### Exercise brief
Every record below, from first to last: print it exactly as shown.

*** Opening of Records provided ***

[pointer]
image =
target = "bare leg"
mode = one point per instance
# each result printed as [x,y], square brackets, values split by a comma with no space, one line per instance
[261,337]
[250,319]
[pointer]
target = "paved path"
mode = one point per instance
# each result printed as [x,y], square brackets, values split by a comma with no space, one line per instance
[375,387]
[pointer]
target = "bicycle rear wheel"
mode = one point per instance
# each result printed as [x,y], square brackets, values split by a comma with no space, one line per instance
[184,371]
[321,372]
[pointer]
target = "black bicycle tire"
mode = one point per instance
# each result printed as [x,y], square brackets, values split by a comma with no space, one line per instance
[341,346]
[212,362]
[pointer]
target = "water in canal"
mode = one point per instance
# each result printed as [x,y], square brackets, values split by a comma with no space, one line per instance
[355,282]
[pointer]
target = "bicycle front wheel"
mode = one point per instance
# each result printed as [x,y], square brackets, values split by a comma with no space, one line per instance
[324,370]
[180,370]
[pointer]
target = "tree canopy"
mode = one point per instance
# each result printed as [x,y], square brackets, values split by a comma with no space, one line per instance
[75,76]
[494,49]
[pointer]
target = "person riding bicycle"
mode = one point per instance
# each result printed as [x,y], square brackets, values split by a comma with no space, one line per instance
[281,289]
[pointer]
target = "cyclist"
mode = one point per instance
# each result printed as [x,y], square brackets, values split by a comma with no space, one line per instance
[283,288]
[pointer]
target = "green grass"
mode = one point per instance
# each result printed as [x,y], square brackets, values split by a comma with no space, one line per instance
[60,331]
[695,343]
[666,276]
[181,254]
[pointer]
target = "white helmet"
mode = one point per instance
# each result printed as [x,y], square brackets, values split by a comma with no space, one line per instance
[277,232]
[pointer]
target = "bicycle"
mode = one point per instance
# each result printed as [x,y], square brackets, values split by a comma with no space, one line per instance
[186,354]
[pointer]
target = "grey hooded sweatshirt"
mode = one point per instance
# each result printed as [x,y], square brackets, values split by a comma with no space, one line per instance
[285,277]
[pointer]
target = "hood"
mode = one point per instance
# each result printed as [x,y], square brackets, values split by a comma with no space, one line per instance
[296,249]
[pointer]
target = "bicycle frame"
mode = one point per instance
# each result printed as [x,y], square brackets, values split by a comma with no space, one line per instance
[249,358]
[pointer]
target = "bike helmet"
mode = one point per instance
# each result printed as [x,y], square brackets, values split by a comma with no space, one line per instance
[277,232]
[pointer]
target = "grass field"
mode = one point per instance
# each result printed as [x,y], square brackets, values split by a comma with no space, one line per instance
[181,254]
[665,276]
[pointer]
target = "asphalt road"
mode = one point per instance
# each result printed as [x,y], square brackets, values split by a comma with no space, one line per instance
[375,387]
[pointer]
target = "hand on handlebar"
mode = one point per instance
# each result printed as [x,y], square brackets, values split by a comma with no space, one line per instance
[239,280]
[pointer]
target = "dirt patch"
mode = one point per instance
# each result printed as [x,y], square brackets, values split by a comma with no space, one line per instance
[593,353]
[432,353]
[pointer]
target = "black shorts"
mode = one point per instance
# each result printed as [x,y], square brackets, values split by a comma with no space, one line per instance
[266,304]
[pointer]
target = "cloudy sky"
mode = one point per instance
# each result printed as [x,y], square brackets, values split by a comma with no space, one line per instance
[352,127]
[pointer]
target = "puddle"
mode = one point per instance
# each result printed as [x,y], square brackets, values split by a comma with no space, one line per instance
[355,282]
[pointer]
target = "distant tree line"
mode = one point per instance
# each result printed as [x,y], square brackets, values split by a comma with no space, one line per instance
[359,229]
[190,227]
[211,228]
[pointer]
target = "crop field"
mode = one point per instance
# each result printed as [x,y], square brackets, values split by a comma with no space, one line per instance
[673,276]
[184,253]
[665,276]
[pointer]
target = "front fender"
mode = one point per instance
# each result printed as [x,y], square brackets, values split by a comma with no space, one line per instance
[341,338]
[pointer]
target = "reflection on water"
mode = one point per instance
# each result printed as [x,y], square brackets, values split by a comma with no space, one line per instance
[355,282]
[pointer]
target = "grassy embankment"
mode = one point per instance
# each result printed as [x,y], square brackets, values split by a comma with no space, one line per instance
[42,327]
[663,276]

*** Close of Records provided ***

### Solution for this task
[pointer]
image =
target = "bare leg"
mode = one point per instance
# each result printed as [x,y], square brackets, values split by a comma with no space, one line per instance
[261,337]
[250,319]
[pointer]
target = "paved path"
mode = one point per instance
# each result printed as [x,y], square brackets, values split by a comma with no space, one line per instance
[375,387]
[pointer]
target = "bicycle rear wheel"
mode = one point per instance
# each result printed as [x,y], square brackets, values split by a comma with no space, one line per instance
[184,371]
[321,372]
[pointer]
target = "black bicycle tire"
mode = one point per instance
# each result printed as [x,y], square brackets, values split by a comma with no space, one line per instance
[341,346]
[212,362]
[pointer]
target = "water in canal"
mode = one point per instance
# each result printed as [x,y], square brackets, values split by a comma with no space, one line per instance
[355,282]
[pointer]
target = "bicycle front wheel"
mode = one point per instance
# each result printed as [x,y], square brackets, values split by a comma with no space, one line per instance
[324,370]
[180,370]
[pointer]
target = "tree canopy"
mode = one point per instance
# each result printed as [x,y], square brackets, values split by a comma with no space, one line per instance
[75,76]
[494,49]
[pointer]
target = "person riding bicycle"
mode = one point per instance
# each result printed as [x,y], square brackets, values split by a comma with no space, one line per instance
[281,289]
[pointer]
target = "cyclist"
mode = one point per instance
# each result printed as [x,y], square brackets, values split by a comma with no space, one line per instance
[283,288]
[pointer]
target = "green grass"
mode = one point per instance
# each result printed as [x,y], square brackets, values split by a comma with no space, one line per instance
[60,331]
[695,343]
[666,276]
[181,254]
[pointer]
target = "white helmet"
mode = one point per instance
# each result printed as [x,y], square brackets, values split by a comma with no space, one line per instance
[277,232]
[pointer]
target = "bicycle"
mode = one point per instance
# each result printed as [x,y], square brackets, values split by a comma with no space, one line per instance
[186,354]
[pointer]
target = "grey hooded sweatshirt"
mode = one point per instance
# each result printed as [x,y], square brackets, values split by a comma with no space, one line per instance
[285,277]
[pointer]
target = "hood"
mode = one point per instance
# each result printed as [x,y], square brackets, values split by a comma with no space, one line per instance
[296,249]
[pointer]
target = "bicycle frame"
mode = one point per instance
# each result printed as [x,y], square brackets, values split by a comma with no space, one line per instance
[249,358]
[pointer]
target = "bike helmet"
mode = one point per instance
# each result printed as [x,y], square brackets, values split by a comma with no space, one line per instance
[277,232]
[pointer]
target = "grass field"
mode = one point per instance
# each result printed as [x,y], square brackets, values split by a comma with no space, one line per instance
[181,254]
[665,276]
[pointer]
target = "asphalt road"
mode = one point per instance
# each result printed as [x,y], square brackets, values split by a comma with no space, one line per instance
[375,387]
[pointer]
target = "hand on handlebar"
mode = one point per instance
# each result printed as [x,y], square brackets, values split by a comma with no space, one line per instance
[239,280]
[pointer]
target = "dirt patch"
mode = one point per instance
# each result printed as [x,y], square brackets, values split by a comma with no space, one line per instance
[593,353]
[432,353]
[pointer]
target = "black shorts"
mode = one point per instance
# each result printed as [x,y], square brackets, values split by a comma with no space, one line per instance
[266,304]
[pointer]
target = "cloudy sky"
mode = one point per instance
# each result printed as [x,y], square brackets, values split by a comma with no space, one line per instance
[352,127]
[pointer]
target = "puddle"
mode = one point per instance
# each result printed as [x,y], square brackets, values split by a comma with no space, one line per instance
[355,282]
[pointer]
target = "distant tree line"
mode = one point per instance
# each result printed as [x,y], square brackets, values split by a comma with no space, one line per instance
[359,229]
[190,227]
[211,228]
[pointer]
target = "crop field"
mode = one point per instance
# each result printed as [x,y], square brackets, values split by a comma with no space, one line per instance
[673,276]
[184,253]
[665,276]
[pointer]
target = "front fender"
mode = one point per instance
# each result printed as [x,y], square brackets, values split by a comma with no space, one line per instance
[341,338]
[pointer]
target = "reflection on water"
mode = one point per instance
# each result printed as [x,y], square brackets, values split by a comma with no space, one line per instance
[355,282]
[pointer]
target = "grassy embankment"
mode = one point per instance
# each result printed as [x,y], square brackets, values split by a comma with no space, one line per instance
[42,327]
[663,276]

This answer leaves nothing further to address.